_What you will do_
Begin with the line below holding "Target: green leaf" and go on through the line holding "the white flower.", duplicating each line exactly and leaving out pictures.

##############################

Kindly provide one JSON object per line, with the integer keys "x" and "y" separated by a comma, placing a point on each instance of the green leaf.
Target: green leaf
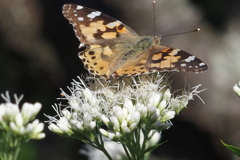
{"x": 149, "y": 149}
{"x": 235, "y": 150}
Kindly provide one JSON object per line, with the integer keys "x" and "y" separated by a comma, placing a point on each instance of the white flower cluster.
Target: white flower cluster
{"x": 143, "y": 102}
{"x": 17, "y": 122}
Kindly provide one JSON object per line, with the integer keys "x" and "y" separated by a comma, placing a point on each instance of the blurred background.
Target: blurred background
{"x": 39, "y": 55}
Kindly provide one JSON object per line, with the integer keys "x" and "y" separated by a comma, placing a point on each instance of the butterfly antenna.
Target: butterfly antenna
{"x": 154, "y": 19}
{"x": 196, "y": 30}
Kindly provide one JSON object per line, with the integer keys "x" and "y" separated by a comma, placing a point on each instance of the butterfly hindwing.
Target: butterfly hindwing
{"x": 162, "y": 58}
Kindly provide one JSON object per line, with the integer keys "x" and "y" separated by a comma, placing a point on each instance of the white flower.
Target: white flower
{"x": 17, "y": 121}
{"x": 119, "y": 109}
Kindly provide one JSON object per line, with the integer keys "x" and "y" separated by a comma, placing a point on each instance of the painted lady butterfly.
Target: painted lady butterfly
{"x": 114, "y": 49}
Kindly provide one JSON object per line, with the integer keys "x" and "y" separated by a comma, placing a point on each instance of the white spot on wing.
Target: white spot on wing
{"x": 81, "y": 45}
{"x": 113, "y": 24}
{"x": 79, "y": 7}
{"x": 94, "y": 14}
{"x": 174, "y": 52}
{"x": 183, "y": 65}
{"x": 190, "y": 58}
{"x": 80, "y": 18}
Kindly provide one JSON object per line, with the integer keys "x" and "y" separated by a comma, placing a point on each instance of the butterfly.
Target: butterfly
{"x": 112, "y": 49}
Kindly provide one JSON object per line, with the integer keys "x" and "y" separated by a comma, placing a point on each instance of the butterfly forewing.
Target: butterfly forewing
{"x": 114, "y": 49}
{"x": 94, "y": 27}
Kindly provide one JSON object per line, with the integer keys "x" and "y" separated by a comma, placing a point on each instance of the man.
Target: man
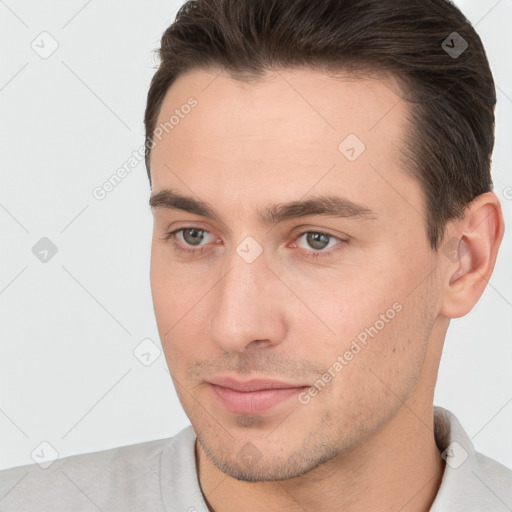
{"x": 322, "y": 208}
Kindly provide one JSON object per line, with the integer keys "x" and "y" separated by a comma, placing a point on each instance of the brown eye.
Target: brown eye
{"x": 193, "y": 236}
{"x": 318, "y": 241}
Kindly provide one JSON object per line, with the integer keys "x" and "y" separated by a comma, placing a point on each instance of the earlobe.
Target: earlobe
{"x": 470, "y": 254}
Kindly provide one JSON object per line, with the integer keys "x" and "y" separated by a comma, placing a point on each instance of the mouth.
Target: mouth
{"x": 254, "y": 396}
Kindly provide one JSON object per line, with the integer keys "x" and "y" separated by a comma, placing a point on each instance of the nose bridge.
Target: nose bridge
{"x": 245, "y": 303}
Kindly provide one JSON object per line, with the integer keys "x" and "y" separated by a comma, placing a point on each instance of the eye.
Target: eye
{"x": 190, "y": 236}
{"x": 188, "y": 240}
{"x": 319, "y": 241}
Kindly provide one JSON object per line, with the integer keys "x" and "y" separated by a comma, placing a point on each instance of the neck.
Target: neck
{"x": 399, "y": 468}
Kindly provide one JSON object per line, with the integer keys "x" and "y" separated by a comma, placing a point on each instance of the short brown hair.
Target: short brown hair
{"x": 449, "y": 145}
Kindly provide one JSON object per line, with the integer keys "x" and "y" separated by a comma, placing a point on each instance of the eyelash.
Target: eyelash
{"x": 171, "y": 236}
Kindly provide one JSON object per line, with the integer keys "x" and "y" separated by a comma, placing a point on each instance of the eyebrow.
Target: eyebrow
{"x": 326, "y": 205}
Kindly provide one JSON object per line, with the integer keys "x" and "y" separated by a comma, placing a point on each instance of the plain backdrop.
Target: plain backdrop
{"x": 69, "y": 326}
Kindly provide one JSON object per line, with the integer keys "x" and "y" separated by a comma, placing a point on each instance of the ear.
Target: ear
{"x": 470, "y": 248}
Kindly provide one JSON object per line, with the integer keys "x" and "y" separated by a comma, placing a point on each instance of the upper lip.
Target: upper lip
{"x": 253, "y": 384}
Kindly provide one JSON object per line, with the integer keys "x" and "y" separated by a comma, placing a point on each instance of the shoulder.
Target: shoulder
{"x": 472, "y": 481}
{"x": 113, "y": 479}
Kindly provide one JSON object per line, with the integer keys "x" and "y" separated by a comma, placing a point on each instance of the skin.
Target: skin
{"x": 365, "y": 441}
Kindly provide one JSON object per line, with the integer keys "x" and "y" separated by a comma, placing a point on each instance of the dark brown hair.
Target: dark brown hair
{"x": 449, "y": 142}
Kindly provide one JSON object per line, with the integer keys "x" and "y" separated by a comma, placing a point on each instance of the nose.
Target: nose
{"x": 249, "y": 310}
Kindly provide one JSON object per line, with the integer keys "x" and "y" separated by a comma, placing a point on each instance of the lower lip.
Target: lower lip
{"x": 252, "y": 402}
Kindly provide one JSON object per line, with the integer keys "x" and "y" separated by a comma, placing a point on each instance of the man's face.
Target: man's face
{"x": 339, "y": 307}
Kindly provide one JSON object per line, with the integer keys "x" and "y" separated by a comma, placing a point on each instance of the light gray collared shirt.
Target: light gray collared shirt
{"x": 161, "y": 476}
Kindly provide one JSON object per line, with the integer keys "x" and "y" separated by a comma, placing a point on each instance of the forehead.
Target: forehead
{"x": 287, "y": 133}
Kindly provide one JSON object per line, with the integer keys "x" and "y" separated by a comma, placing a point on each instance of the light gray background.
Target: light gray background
{"x": 68, "y": 327}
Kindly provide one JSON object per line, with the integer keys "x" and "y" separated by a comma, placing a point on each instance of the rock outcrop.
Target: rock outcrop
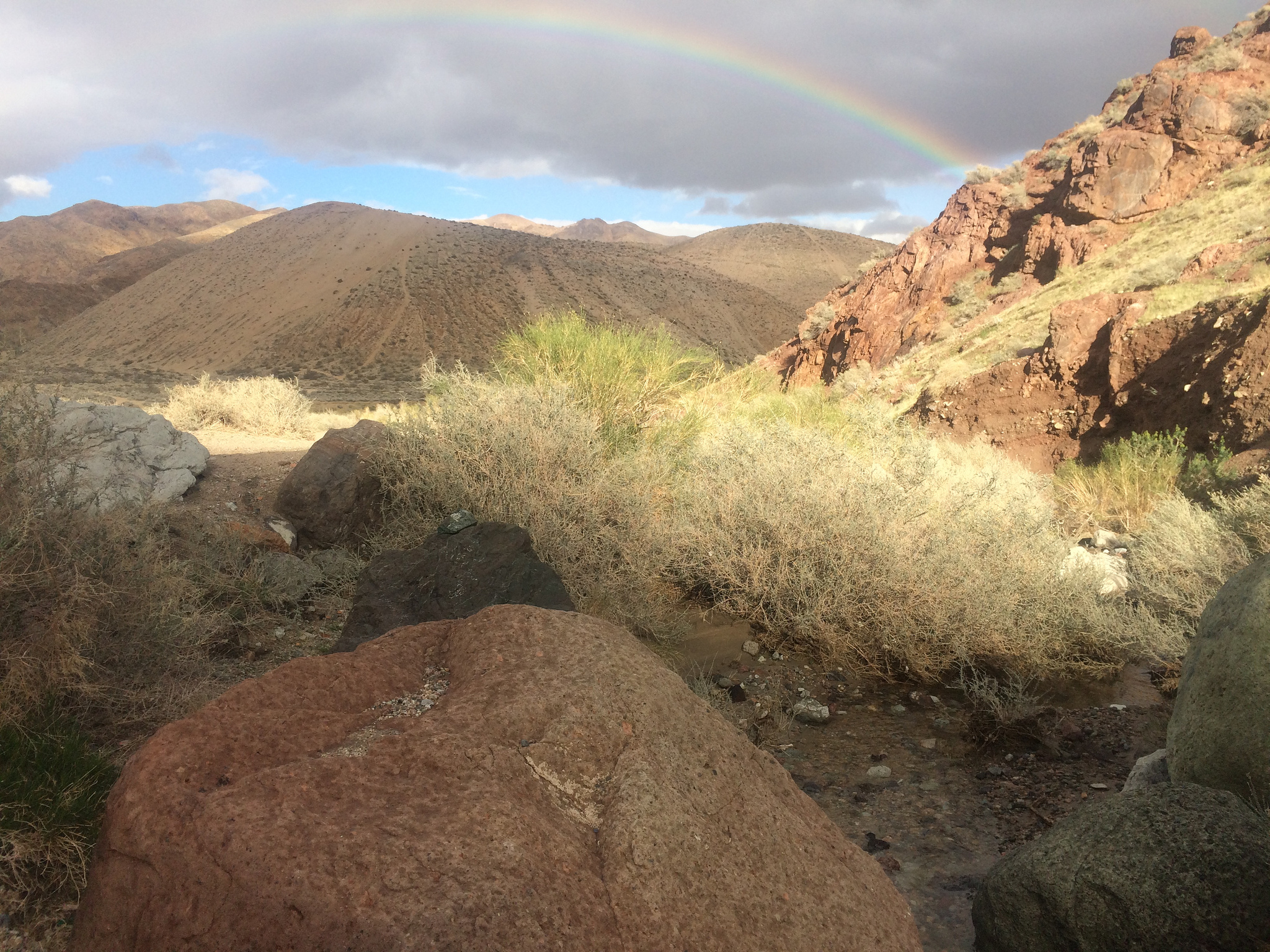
{"x": 1169, "y": 867}
{"x": 1156, "y": 140}
{"x": 1101, "y": 376}
{"x": 558, "y": 787}
{"x": 464, "y": 568}
{"x": 117, "y": 455}
{"x": 1220, "y": 730}
{"x": 331, "y": 496}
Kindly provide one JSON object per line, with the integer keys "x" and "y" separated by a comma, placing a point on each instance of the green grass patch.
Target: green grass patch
{"x": 52, "y": 792}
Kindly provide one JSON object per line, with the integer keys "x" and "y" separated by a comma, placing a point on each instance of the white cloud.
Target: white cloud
{"x": 233, "y": 184}
{"x": 29, "y": 187}
{"x": 675, "y": 227}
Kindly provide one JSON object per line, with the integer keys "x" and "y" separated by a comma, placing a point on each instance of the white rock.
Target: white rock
{"x": 1150, "y": 770}
{"x": 1106, "y": 571}
{"x": 810, "y": 711}
{"x": 123, "y": 455}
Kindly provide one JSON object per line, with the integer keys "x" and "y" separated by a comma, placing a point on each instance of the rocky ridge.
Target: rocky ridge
{"x": 1006, "y": 234}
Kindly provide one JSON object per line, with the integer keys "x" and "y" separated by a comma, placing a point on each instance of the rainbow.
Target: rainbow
{"x": 882, "y": 120}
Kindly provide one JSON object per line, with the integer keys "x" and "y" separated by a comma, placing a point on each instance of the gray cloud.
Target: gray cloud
{"x": 328, "y": 82}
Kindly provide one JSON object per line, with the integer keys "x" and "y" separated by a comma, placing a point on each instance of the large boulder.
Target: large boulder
{"x": 451, "y": 575}
{"x": 518, "y": 780}
{"x": 331, "y": 495}
{"x": 120, "y": 455}
{"x": 1220, "y": 730}
{"x": 1169, "y": 867}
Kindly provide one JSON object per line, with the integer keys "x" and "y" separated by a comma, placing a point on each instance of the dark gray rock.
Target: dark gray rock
{"x": 451, "y": 576}
{"x": 332, "y": 496}
{"x": 1169, "y": 867}
{"x": 1220, "y": 730}
{"x": 1152, "y": 769}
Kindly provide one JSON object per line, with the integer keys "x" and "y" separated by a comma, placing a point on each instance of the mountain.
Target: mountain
{"x": 339, "y": 291}
{"x": 790, "y": 262}
{"x": 1152, "y": 211}
{"x": 54, "y": 248}
{"x": 50, "y": 245}
{"x": 585, "y": 230}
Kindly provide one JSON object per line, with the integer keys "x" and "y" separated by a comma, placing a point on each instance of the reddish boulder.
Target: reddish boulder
{"x": 567, "y": 791}
{"x": 331, "y": 496}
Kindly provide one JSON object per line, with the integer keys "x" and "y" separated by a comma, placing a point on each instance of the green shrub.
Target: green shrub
{"x": 626, "y": 379}
{"x": 814, "y": 516}
{"x": 262, "y": 405}
{"x": 52, "y": 794}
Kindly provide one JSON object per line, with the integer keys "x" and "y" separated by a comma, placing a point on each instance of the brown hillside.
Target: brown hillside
{"x": 600, "y": 230}
{"x": 52, "y": 248}
{"x": 790, "y": 262}
{"x": 337, "y": 288}
{"x": 1008, "y": 234}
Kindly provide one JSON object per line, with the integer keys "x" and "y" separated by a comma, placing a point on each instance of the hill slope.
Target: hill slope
{"x": 790, "y": 262}
{"x": 1098, "y": 208}
{"x": 338, "y": 288}
{"x": 52, "y": 248}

##############################

_Problem solution_
Target: green leaf
{"x": 149, "y": 149}
{"x": 235, "y": 150}
Kindly provide one JSON object per line, with the integer keys "x" and "y" separated by a comma, placing a point on each instance of the white flower cluster.
Target: white flower cluster
{"x": 143, "y": 102}
{"x": 17, "y": 122}
Kindly provide one JSON object per line, with the integer keys "x" and "y" separated by a comma, placing a point on each instance of the blurred background.
Target: blurred background
{"x": 39, "y": 55}
Kindly provide one JSON object per line, with the integer keys "x" and "y" separated by a comma, placing a point on each instance of the butterfly antenna.
Target: butterfly antenna
{"x": 154, "y": 19}
{"x": 196, "y": 30}
Kindly provide one JSON object per line, with the integer keys "x" and "y" separated by a comma, placing a point on each instance of the butterfly hindwing.
Target: butterfly hindwing
{"x": 162, "y": 58}
Kindly provide one JSON object per line, with the integer keys "x" and "y" separated by a comma, placing a point on each instance of the white flower.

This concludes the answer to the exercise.